**WHAT IS NEEDED**
Copy the following data word for word, and leave out the pictures.

**DATA SHOWN**

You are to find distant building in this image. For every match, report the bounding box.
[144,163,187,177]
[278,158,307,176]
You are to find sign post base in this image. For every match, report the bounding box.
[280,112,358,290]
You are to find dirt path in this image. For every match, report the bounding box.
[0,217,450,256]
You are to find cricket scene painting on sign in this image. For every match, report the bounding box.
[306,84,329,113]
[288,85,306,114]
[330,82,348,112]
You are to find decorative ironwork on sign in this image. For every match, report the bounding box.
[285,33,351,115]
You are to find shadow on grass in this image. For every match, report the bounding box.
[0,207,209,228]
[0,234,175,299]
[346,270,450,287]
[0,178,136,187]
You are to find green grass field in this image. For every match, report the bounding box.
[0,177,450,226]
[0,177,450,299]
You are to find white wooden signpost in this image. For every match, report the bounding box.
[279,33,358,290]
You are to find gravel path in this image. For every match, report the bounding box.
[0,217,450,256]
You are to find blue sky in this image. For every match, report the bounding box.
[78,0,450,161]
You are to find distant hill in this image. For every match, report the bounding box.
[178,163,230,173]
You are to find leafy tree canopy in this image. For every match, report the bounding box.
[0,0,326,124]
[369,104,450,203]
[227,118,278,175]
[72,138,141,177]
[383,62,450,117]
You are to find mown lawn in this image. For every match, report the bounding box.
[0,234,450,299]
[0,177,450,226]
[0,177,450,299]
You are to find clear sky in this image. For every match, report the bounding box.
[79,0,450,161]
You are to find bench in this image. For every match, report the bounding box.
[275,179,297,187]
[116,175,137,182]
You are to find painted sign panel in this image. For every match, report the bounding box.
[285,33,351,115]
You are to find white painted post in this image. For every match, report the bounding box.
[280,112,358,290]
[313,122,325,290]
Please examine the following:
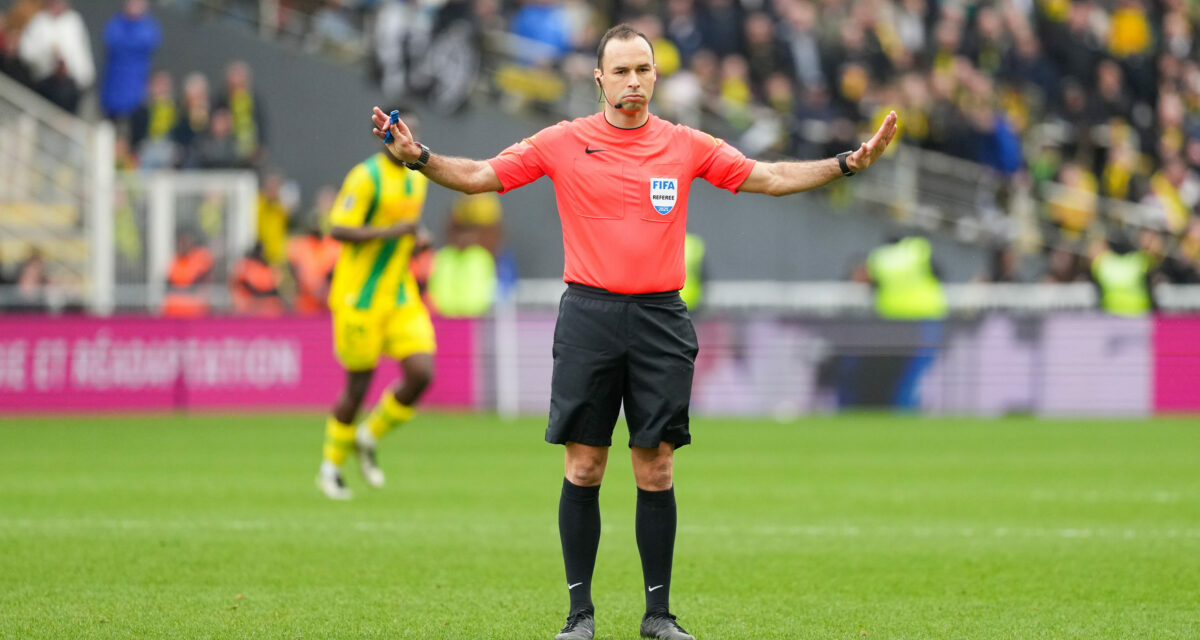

**THE RESPONSE**
You are to find distant building in this image. For every match, report the bounding box.
[144,163,187,177]
[278,158,307,176]
You are to find sign post base in this image. For every match, report the bounding box.
[280,112,358,290]
You are to find dirt path in this image. For every match, report the bounding box.
[0,217,450,256]
You are to find cricket scene painting on sign in this image. For every match, report the bounding box.
[306,84,329,113]
[288,85,306,114]
[330,82,348,112]
You are to find decorative ironwork on sign in this image. For every match, report the bounding box.
[285,33,351,115]
You are to find shadow on grass in this image. For every match, report the bounding box.
[0,207,209,228]
[0,234,175,299]
[346,270,450,287]
[0,178,136,187]
You are to find green grass field in this image. For every match, report the bounding box.
[0,177,450,226]
[0,177,450,299]
You are to find white wooden signpost in this image. For every match, report the bounding box.
[279,33,358,290]
You are to find gravel path in this image. For every match, report the bounding box.
[0,217,450,256]
You are to find blue sky in this image. For every match, report the bounding box.
[78,0,450,161]
You are to find distant hill in this image. For every match, report the bounding box.
[178,163,230,173]
You are to find leafy tree canopy in this image. For every match, report the bounding box.
[0,0,326,124]
[369,104,450,203]
[227,118,278,175]
[72,138,141,177]
[383,62,450,117]
You are to find mown lawn in this image. For every match, report the bounding box.
[0,234,450,299]
[0,177,450,226]
[0,177,450,299]
You are to find clear sky in this image. For every match, report the bounding box.
[79,0,450,161]
You are to find bench in this image. For every match, report the bounding box.
[275,179,297,187]
[116,175,137,182]
You are to find painted sign panel in this image. For every match, report the bounding box.
[285,33,351,115]
You are to find white painted post in this image. For every match, report the bounding box.
[280,112,358,290]
[313,122,325,290]
Please examine the following:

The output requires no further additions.